Task to carry out: Write out each record below exactly, but not the pictures.

[Saved entries]
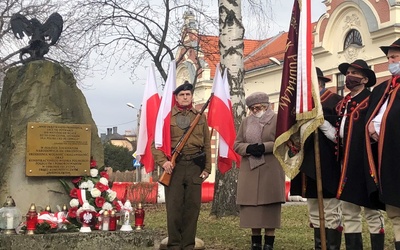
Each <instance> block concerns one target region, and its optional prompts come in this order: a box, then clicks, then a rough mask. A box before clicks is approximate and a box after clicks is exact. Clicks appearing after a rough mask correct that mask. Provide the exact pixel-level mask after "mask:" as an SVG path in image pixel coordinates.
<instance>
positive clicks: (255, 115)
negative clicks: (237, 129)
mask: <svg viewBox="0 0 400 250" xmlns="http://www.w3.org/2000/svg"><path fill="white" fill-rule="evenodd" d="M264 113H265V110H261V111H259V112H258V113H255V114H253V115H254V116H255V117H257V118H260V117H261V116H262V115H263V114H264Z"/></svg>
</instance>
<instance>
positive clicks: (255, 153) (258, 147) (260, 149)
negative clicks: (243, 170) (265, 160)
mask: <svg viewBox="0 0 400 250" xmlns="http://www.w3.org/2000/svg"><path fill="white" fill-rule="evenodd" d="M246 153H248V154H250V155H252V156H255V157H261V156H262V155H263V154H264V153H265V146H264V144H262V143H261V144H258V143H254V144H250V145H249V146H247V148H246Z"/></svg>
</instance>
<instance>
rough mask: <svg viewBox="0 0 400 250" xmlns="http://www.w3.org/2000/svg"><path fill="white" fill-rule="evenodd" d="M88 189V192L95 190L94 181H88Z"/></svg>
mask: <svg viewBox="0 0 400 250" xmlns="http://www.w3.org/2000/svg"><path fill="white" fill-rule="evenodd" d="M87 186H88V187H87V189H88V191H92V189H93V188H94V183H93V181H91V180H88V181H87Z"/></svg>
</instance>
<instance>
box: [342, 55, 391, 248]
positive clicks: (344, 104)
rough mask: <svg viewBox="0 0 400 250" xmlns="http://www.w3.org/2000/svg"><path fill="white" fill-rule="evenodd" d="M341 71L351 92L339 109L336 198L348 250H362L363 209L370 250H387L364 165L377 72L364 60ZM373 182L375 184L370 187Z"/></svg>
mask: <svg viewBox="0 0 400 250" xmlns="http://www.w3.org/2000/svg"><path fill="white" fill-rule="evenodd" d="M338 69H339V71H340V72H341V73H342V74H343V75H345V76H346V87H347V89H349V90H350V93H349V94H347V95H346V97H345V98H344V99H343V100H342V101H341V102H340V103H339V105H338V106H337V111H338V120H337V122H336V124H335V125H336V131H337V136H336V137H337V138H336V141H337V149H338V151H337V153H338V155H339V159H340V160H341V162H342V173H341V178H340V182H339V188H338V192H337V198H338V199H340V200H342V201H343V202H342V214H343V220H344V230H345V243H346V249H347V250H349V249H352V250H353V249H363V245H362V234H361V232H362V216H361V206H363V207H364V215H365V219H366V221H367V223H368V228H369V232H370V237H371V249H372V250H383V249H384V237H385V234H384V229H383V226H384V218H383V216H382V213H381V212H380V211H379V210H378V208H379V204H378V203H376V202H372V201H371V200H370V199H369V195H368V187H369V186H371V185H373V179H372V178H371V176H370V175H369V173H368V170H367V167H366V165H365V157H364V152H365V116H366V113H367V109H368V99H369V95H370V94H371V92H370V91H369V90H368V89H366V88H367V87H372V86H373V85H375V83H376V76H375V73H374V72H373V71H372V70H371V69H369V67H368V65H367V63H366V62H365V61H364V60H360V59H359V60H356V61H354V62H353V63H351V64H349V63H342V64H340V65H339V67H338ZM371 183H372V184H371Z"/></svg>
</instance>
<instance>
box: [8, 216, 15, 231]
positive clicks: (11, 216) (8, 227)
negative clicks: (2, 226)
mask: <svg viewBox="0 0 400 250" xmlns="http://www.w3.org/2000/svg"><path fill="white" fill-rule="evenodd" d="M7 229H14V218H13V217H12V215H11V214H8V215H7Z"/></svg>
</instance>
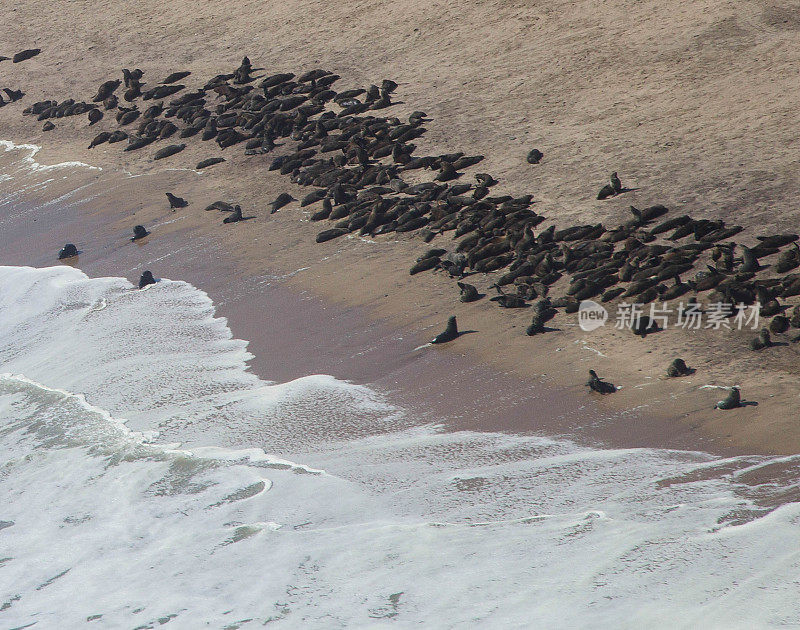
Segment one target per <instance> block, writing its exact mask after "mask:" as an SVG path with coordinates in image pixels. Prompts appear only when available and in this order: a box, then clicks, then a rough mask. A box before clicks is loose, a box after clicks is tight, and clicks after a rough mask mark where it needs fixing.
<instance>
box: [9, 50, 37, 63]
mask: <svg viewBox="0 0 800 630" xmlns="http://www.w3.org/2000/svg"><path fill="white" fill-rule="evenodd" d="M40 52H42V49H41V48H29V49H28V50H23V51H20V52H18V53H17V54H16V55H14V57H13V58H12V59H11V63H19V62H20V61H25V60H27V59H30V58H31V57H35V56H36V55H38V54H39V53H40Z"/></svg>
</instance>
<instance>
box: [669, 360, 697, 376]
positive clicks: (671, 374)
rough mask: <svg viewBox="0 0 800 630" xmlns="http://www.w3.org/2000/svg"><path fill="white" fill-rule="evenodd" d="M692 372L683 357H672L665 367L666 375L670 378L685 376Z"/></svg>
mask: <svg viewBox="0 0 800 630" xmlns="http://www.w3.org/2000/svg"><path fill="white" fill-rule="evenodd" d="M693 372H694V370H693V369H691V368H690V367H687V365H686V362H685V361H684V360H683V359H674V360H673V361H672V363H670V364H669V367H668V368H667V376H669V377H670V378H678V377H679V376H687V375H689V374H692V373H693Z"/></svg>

Worked solution:
Each <instance> block concerns one target region, and its optional prompts come in this order: a box, then clicks, then a rough mask. A box before clicks is approximate and a box after clicks is exact. Clicks appearing after a rough mask correct that mask. Provide the exact pixel-level mask after "mask:" as an SVG path in image pixel coordinates.
<instance>
positive clicks: (255, 115)
negative clicks: (237, 129)
mask: <svg viewBox="0 0 400 250" xmlns="http://www.w3.org/2000/svg"><path fill="white" fill-rule="evenodd" d="M264 113H265V110H261V111H259V112H258V113H255V114H253V115H254V116H255V117H257V118H260V117H261V116H262V115H263V114H264Z"/></svg>
</instance>
<instance>
positive clicks: (255, 153) (258, 147) (260, 149)
negative clicks: (243, 170) (265, 160)
mask: <svg viewBox="0 0 400 250" xmlns="http://www.w3.org/2000/svg"><path fill="white" fill-rule="evenodd" d="M246 153H248V154H250V155H252V156H255V157H261V156H262V155H263V154H264V153H265V146H264V144H262V143H261V144H258V143H254V144H250V145H249V146H247V148H246Z"/></svg>
</instance>
<instance>
rough mask: <svg viewBox="0 0 400 250" xmlns="http://www.w3.org/2000/svg"><path fill="white" fill-rule="evenodd" d="M88 189V192L95 190L94 181H88Z"/></svg>
mask: <svg viewBox="0 0 400 250" xmlns="http://www.w3.org/2000/svg"><path fill="white" fill-rule="evenodd" d="M87 186H88V187H87V189H88V191H92V189H93V188H94V183H93V181H91V180H88V181H87Z"/></svg>
</instance>
<instance>
box: [342, 55, 391, 248]
positive clicks: (344, 104)
rough mask: <svg viewBox="0 0 400 250" xmlns="http://www.w3.org/2000/svg"><path fill="white" fill-rule="evenodd" d="M341 71L351 92L339 109L336 198L348 250H362L363 209L370 250H387L364 165L377 72L364 60ZM373 182L375 184L370 187Z"/></svg>
mask: <svg viewBox="0 0 400 250" xmlns="http://www.w3.org/2000/svg"><path fill="white" fill-rule="evenodd" d="M338 69H339V71H340V72H341V73H342V74H343V75H345V76H346V87H347V89H349V90H350V93H349V94H347V95H346V97H345V98H344V99H343V100H342V101H341V102H340V103H339V105H338V106H337V111H338V120H337V122H336V124H335V125H336V131H337V136H336V137H337V138H336V141H337V149H338V151H337V153H338V155H339V159H340V160H341V162H342V173H341V178H340V182H339V188H338V192H337V198H338V199H340V200H342V201H343V202H342V214H343V220H344V230H345V243H346V249H347V250H349V249H352V250H353V249H363V245H362V234H361V232H362V216H361V206H363V207H364V215H365V219H366V221H367V223H368V228H369V232H370V237H371V249H372V250H383V249H384V237H385V234H384V229H383V226H384V218H383V216H382V213H381V212H380V211H379V210H378V208H379V204H378V203H376V202H372V201H371V200H370V199H369V195H368V187H369V186H371V185H373V179H372V178H371V176H370V175H369V173H368V170H367V167H366V165H365V157H364V152H365V116H366V113H367V109H368V99H369V95H370V94H371V92H370V91H369V90H368V89H366V88H367V87H372V86H373V85H375V83H376V76H375V73H374V72H373V71H372V70H371V69H369V67H368V65H367V63H366V62H365V61H364V60H360V59H359V60H356V61H354V62H353V63H351V64H349V63H342V64H340V65H339V67H338ZM371 183H372V184H371Z"/></svg>
</instance>
<instance>
box: [8, 216, 15, 231]
positive clicks: (11, 216) (8, 227)
negative clicks: (2, 226)
mask: <svg viewBox="0 0 400 250" xmlns="http://www.w3.org/2000/svg"><path fill="white" fill-rule="evenodd" d="M7 229H14V218H13V217H12V215H11V214H8V215H7Z"/></svg>
</instance>
Segment one target per <instance> block, writing its exact mask after "mask:" as an SVG path with coordinates in image pixels. Prompts appear only when available and in this order: a box, then clicks, then a rough mask. A box before clicks is loose, a box after clicks is tight, and clicks after a rough mask mark where it needs fixing.
<instance>
box: [9, 50, 37, 63]
mask: <svg viewBox="0 0 800 630" xmlns="http://www.w3.org/2000/svg"><path fill="white" fill-rule="evenodd" d="M40 52H42V49H41V48H29V49H28V50H23V51H20V52H18V53H17V54H16V55H14V57H13V58H12V59H11V63H19V62H20V61H25V60H27V59H30V58H31V57H35V56H36V55H38V54H39V53H40Z"/></svg>
</instance>
<instance>
box: [669, 360, 697, 376]
positive clicks: (671, 374)
rough mask: <svg viewBox="0 0 800 630" xmlns="http://www.w3.org/2000/svg"><path fill="white" fill-rule="evenodd" d="M692 372L683 357H672L665 367L666 375L670 378L685 376Z"/></svg>
mask: <svg viewBox="0 0 800 630" xmlns="http://www.w3.org/2000/svg"><path fill="white" fill-rule="evenodd" d="M693 372H694V370H693V369H691V368H690V367H687V365H686V362H685V361H684V360H683V359H674V360H673V361H672V363H670V364H669V367H668V368H667V376H669V377H670V378H678V377H679V376H687V375H689V374H692V373H693Z"/></svg>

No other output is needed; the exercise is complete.